◆ Tareas pendientes:
1. Explique en una a tres oraciones por qué, según el pasaje de lectura, todos los pueblos forman una comunidad y tienen un mismo origen.
2. En el pasaje de lectura, ¿con qué palabras comienza la Declaración conciliar sobre las relaciones de la Iglesia con las religiones no cristianas?
3. Reescriba como lista el párrafo del pasaje de lectura que empieza con «El Concilio definió las relaciones» y conserve sus datos principales.

◆ Pasaje de lectura:
┄┄┄┄┄┄

Todos los pueblos forman una comunidad, tienen un
mismo origen.
Pregunta
Pero si el Dios que
está en los cielos, que ha salvado el mundo, es Uno solo y es el que se ha
revelado en Jesucristo, ¿por qué ha permitido tantas religiones?
¿Por qué hacernos tan ardua la búsqueda de la verdad en medio de una selva
de cultos, creencias, revelaciones, diferentes maneras de fe, que siempre, y
aún hoy, crecen en todos los pueblos?
Respuesta
Usted habla de «tantas
religiones». Yo, en cambio, intentaré mostrar qué es lo que constituye para
estas religiones el elemento común fundamental y la raíz común.
El Concilio definió las relaciones de la Iglesia con las
religiones no cristianas en la Declaración conciliar que comienza con las
palabras Nostra aetate («En nuestro tiempo»). Es un documento conciso y, sin
embargo, muy rico. Se halla contenida en él la auténtica transmisión de la
tradición; cuanto se dice en él corresponde a lo que pensaban los Padres de la
Iglesia desde los tiempos más antiguos.
La Revelación cristiana, desde su inicio,
ha mirado la historia espiritual del hombre de una manera en la que entran en
cierto modo todas las religiones, mostrando así la unidad del género humano
ante el eterno y último destino del hombre. La declaración conciliar habla de esa unidad al referirse a
la propensión, típica de nuestro tiempo, de acercar y unir la humanidad,
gracias a los medios de que dispone la civilización actual. La Iglesia
considera el empeño en pro de esta unidad una de sus tareas: «Todos los pueblos forman una comunidad, tienen un mismo origen, puesto que
Dios hizo habitar a todo el género humano sobre la faz de la tierra; y tienen
también un solo fin último, Dios, cuya providencia, manifestación de bondad y designios de
salvación se extienden a todos. [...] Los hombres esperan de las diversas
religiones la respuesta a los recónditos enigmas de la condición humana, que
ayer como hoy turban profundamente el corazón del hombre: la naturaleza del
hombre, el sentido y el fin de nuestra vida, el bien y el pecado, el origen y
el fin del dolor, el camino para conseguir la verdadera felicidad, la muerte,
el juicio y la retribución después de la muerte y, finalmente, el último e
inefable misterio que envuelve nuestra
existencia, de donde
procedemos y hacia el que nos dirigimos.

┄┄┄┄┄┄

◆ Listado de registros:
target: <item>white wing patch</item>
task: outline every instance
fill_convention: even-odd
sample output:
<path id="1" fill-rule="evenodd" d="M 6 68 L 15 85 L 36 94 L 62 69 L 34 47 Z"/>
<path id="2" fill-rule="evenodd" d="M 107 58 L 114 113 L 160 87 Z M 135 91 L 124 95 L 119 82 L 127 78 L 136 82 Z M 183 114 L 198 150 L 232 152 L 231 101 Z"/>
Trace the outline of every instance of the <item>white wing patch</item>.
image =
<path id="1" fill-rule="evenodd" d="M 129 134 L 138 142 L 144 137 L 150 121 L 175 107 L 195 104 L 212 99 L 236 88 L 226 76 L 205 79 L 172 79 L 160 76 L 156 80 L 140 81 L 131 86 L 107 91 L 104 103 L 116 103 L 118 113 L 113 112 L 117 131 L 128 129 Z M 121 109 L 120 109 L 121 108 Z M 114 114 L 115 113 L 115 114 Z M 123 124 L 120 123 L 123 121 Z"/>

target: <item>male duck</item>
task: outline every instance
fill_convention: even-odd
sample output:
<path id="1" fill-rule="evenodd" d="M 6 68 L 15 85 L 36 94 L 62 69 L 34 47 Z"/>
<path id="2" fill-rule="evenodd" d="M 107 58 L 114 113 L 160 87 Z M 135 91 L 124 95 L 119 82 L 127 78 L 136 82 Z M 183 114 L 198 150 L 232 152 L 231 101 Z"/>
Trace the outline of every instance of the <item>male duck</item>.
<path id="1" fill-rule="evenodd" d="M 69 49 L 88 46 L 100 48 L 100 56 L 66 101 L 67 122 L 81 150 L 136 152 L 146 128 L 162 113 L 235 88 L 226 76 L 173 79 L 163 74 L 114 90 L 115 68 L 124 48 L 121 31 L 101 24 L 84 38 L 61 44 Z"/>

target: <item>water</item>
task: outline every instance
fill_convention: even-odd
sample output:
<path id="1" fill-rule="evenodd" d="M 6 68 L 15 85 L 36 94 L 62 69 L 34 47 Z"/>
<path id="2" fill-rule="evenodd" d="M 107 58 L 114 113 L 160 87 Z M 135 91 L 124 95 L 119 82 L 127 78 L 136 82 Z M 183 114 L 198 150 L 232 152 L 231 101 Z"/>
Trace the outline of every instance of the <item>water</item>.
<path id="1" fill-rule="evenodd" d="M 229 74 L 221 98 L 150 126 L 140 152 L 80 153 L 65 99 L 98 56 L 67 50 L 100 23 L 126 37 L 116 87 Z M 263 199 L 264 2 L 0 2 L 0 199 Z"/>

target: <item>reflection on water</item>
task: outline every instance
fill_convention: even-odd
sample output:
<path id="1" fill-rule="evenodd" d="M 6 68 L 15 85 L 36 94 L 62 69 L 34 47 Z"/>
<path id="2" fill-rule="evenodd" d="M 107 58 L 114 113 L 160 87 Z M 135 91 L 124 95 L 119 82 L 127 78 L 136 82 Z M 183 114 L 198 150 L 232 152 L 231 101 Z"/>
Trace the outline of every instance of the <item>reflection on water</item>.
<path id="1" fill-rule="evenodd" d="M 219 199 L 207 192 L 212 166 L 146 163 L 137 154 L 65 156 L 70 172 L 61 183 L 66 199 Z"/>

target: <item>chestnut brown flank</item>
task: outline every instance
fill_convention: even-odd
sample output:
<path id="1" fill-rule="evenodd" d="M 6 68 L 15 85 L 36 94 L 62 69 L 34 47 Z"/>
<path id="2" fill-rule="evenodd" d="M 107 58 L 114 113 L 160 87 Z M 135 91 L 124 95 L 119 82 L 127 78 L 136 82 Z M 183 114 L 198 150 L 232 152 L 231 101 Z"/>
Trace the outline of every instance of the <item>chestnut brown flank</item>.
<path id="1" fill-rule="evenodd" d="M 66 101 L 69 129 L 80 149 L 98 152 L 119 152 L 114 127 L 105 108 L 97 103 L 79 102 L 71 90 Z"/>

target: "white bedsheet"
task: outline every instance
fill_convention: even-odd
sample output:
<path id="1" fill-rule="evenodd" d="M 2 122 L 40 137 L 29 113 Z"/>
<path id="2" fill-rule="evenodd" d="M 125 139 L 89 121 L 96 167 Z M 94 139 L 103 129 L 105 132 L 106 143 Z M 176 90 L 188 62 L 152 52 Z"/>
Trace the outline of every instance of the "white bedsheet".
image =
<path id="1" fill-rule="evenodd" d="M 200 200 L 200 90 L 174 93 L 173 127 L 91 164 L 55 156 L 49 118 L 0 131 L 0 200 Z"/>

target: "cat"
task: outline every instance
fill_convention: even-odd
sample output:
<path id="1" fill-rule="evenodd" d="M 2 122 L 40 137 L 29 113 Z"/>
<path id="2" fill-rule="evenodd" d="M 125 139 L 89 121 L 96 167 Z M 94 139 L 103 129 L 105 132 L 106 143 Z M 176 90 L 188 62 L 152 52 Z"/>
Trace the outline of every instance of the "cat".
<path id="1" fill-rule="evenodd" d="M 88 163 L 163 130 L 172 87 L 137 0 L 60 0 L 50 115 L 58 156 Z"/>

┄┄┄┄┄┄

◆ Respuestas por tarea:
1. Todos los pueblos tienen un mismo origen porque Dios hizo habitar a todo el género humano sobre la faz de la tierra. Además, comparten un solo fin último, Dios, cuya providencia, manifestación de bondad y designios de salvación se extienden a todos.

2. Comienza con las palabras Nostra aetate («En nuestro tiempo»).

3.
- El Concilio definió las relaciones de la Iglesia con las religiones no cristianas en la Declaración conciliar que comienza con Nostra aetate («En nuestro tiempo»).
- Es un documento conciso, pero muy rico.
- Contiene la auténtica transmisión de la tradición.
- Lo que dice corresponde a lo que pensaban los Padres de la Iglesia desde los tiempos más antiguos.